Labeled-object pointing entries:
########
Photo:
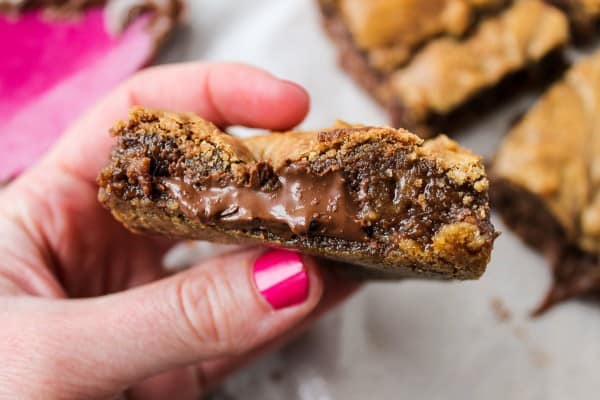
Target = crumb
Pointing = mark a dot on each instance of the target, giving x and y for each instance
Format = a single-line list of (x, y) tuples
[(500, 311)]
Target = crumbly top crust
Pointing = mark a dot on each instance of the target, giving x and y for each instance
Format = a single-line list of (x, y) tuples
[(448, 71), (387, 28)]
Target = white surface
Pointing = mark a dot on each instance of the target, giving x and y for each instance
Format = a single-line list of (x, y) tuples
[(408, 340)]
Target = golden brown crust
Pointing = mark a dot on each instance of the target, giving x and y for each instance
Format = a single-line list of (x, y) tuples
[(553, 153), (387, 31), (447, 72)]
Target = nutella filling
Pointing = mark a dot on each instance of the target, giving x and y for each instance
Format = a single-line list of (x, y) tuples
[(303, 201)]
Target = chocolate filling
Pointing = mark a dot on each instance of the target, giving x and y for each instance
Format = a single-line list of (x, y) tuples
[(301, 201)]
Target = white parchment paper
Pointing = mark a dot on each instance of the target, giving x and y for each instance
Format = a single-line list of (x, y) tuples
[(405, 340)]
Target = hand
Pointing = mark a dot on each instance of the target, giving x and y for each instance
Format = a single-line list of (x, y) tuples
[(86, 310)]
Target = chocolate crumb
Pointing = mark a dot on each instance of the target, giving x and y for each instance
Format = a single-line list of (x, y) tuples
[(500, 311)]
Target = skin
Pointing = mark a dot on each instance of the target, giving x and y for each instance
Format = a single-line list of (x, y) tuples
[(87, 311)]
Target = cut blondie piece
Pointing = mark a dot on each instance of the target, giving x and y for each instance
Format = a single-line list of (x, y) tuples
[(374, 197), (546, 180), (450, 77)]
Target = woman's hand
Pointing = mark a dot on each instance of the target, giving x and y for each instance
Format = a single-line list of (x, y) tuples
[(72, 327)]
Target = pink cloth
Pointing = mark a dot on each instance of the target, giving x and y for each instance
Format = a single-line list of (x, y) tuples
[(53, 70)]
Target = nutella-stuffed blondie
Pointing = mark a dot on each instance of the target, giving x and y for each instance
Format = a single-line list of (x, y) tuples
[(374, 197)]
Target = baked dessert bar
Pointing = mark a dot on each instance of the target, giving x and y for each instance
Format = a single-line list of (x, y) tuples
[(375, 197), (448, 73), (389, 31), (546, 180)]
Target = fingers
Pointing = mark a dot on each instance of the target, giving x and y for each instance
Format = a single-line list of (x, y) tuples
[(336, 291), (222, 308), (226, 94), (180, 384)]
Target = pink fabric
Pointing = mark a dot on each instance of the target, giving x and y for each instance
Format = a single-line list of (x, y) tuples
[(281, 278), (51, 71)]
########
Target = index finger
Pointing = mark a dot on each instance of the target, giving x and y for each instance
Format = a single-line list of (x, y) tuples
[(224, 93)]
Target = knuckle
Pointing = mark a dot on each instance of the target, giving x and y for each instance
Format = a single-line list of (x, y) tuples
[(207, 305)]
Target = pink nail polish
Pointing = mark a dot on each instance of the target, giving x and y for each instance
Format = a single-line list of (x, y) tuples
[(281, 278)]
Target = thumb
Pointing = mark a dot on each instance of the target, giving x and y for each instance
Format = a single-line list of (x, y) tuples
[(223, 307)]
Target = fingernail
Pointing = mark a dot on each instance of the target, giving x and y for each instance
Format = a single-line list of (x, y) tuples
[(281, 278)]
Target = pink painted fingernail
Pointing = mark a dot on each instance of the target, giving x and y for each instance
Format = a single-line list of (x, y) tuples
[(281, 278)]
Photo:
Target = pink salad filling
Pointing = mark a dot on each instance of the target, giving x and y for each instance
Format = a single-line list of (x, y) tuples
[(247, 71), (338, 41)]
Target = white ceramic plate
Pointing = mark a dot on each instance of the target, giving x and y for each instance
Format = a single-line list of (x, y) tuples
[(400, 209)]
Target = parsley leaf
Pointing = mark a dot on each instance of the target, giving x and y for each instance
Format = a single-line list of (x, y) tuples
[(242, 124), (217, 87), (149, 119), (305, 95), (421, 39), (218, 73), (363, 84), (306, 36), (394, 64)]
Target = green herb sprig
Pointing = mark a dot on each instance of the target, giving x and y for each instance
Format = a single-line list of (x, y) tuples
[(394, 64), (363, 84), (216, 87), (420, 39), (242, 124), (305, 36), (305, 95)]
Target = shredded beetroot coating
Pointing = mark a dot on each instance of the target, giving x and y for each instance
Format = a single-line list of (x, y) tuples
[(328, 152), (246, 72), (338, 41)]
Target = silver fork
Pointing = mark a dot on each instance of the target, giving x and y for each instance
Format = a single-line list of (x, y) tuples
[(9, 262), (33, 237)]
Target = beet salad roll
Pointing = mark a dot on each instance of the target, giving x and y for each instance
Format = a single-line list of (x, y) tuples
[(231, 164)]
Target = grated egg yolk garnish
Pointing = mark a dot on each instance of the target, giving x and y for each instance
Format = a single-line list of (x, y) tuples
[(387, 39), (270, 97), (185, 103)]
########
What you should do: In the listing, rewrite the lines from the one containing "Target = thumb" through the one containing "[(400, 209)]", both included. Replace "mark a dot" with "place a point" and change nothing else.

Full output:
Target = thumb
Pointing = place a point on each instance of the target, giving x and y for each instance
Format = a single-line list of (x, y) tuples
[(223, 307)]
Target = fingernail
Pointing = place a point on each instance of the target, giving x and y for each instance
Format = a single-line list of (x, y) tuples
[(281, 278)]
Target = pink painted fingernail
Pointing = place a point on each instance of the target, giving x and y for each instance
Format = a single-line list of (x, y) tuples
[(281, 278)]
Photo:
Target = pink salad filling
Pointing = place a point on each instance of the target, giving x and y for each instance
Format = a single-line list of (x, y) tuples
[(247, 71), (338, 41)]
Target = white ceramic plate
Pointing = place a point on each instance of the target, giving x and y for each instance
Format = a single-line list of (x, y) tuples
[(400, 209)]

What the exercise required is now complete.